┌─ EXERCISE INPUT

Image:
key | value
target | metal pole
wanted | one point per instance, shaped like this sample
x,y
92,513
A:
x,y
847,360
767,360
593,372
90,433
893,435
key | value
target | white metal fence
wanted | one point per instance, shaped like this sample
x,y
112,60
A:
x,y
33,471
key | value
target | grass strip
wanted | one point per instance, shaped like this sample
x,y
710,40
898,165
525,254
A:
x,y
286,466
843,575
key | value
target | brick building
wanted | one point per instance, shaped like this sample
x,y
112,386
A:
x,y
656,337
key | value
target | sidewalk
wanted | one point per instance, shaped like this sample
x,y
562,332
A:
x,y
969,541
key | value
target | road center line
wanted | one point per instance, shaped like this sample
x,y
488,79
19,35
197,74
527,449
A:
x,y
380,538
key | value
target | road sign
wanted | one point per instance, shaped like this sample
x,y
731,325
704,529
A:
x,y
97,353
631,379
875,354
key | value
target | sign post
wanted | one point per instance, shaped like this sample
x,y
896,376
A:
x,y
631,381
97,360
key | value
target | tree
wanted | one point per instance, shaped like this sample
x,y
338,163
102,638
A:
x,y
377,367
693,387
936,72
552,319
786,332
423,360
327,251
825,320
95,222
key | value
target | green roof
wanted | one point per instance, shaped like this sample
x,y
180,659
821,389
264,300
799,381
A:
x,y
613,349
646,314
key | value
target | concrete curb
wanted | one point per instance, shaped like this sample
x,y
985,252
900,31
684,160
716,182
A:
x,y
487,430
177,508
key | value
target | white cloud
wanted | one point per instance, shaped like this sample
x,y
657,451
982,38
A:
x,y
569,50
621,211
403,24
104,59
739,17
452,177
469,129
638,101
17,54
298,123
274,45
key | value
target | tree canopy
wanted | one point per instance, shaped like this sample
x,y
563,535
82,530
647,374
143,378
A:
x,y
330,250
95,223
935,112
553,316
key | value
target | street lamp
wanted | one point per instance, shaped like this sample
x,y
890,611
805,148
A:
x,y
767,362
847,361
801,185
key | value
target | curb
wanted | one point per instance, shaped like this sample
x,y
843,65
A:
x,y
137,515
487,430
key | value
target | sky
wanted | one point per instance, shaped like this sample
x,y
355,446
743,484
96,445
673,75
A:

└─

**YOUR OBJECTIVE:** Please return every line in the items above that contains the word "white", matching case exactly.

**WRITTEN SOLUTION:**
target | white metal fence
target | white cloud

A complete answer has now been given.